Source excerpt:
Republicans challenged that extension, arguing that the U.S. Constitution makes the legislature supreme, even if the state legislature would otherwise be violating the state constitution as determined by the state supreme court. This is the “independent state legislature” doctrine because it proposes that the legislature is supreme against all other actors that might run elections. This is a wacky theory of legislative power, but it is one that four Supreme Court justices (Samuel Alito, Neil Gorsuch, Brett Kavanaugh, and Clarence Thomas) expressed support for in various opinions during the 2020 elections, and it echoes an alternative argument that former Chief Justice William Rehnquist, joined by Justice Thomas and former Justice Antonin Scalia, made in the Bush v. Gore case ending the 2000 election and handing victory to Republican George W. Bush.
Justice Alito thought enough of the argument in the 2020 Pennsylvania case to order ballots arriving in Pennsylvania in the three days after Election Day to be set aside for possible exclusion from the count. Fortunately, there were only about 10,000 such ballots, and they did not determine the outcome of the presidential race (Biden won there by about 80,000 votes.)

Entries provided:
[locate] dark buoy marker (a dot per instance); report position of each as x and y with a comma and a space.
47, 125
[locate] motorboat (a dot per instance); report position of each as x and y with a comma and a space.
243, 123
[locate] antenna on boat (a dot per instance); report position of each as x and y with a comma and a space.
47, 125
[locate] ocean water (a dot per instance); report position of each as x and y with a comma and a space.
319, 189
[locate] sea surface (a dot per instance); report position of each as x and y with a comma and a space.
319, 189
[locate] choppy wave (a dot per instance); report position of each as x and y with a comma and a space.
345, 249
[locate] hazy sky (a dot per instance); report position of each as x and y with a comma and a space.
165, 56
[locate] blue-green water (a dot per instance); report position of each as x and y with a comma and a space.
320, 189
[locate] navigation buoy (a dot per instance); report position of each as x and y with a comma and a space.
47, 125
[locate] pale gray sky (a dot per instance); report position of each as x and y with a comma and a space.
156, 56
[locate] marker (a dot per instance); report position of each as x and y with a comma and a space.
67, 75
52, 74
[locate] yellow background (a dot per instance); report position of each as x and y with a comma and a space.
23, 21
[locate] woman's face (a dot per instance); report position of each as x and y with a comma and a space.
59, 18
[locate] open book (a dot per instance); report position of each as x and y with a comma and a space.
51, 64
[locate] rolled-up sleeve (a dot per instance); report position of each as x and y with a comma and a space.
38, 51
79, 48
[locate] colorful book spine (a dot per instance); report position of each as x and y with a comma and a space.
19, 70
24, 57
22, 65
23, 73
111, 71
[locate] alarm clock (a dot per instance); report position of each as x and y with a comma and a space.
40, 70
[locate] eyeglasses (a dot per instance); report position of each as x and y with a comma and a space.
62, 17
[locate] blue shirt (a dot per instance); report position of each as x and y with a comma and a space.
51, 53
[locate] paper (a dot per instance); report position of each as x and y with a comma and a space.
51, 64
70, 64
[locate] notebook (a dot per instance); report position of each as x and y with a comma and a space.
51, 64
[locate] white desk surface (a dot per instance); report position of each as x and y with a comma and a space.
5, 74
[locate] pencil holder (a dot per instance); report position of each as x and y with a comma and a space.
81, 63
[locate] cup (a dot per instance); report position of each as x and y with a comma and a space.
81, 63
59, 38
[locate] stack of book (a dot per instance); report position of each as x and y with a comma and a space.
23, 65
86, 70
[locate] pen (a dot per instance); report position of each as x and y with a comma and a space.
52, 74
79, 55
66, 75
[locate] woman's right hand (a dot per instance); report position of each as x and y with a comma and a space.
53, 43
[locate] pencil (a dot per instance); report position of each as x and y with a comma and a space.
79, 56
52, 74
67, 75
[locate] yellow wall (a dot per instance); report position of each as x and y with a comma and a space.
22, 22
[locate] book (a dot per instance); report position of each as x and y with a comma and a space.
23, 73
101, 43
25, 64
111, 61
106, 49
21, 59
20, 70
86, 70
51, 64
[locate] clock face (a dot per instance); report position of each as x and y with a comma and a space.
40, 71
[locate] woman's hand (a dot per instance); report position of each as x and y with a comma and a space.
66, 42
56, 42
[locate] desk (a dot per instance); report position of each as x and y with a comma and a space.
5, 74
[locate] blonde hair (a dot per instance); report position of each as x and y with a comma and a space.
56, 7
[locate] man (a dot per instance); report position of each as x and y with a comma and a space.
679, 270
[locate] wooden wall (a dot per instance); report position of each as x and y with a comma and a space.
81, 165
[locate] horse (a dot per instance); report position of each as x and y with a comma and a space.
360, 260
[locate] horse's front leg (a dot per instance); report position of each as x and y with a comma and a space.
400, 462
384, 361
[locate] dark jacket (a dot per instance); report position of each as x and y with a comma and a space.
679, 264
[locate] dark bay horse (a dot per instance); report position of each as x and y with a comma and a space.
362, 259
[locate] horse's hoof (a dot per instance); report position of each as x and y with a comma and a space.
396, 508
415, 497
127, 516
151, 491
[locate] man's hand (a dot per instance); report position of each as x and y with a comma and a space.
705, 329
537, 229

Task description: Reproduce the part of the passage on the independent state legislature doctrine word for word, starting at "Republicans challenged that" and ending at "George W. Bush.".

Task response:
Republicans challenged that extension, arguing that the U.S. Constitution makes the legislature supreme, even if the state legislature would otherwise be violating the state constitution as determined by the state supreme court. This is the “independent state legislature” doctrine because it proposes that the legislature is supreme against all other actors that might run elections. This is a wacky theory of legislative power, but it is one that four Supreme Court justices (Samuel Alito, Neil Gorsuch, Brett Kavanaugh, and Clarence Thomas) expressed support for in various opinions during the 2020 elections, and it echoes an alternative argument that former Chief Justice William Rehnquist, joined by Justice Thomas and former Justice Antonin Scalia, made in the Bush v. Gore case ending the 2000 election and handing victory to Republican George W. Bush.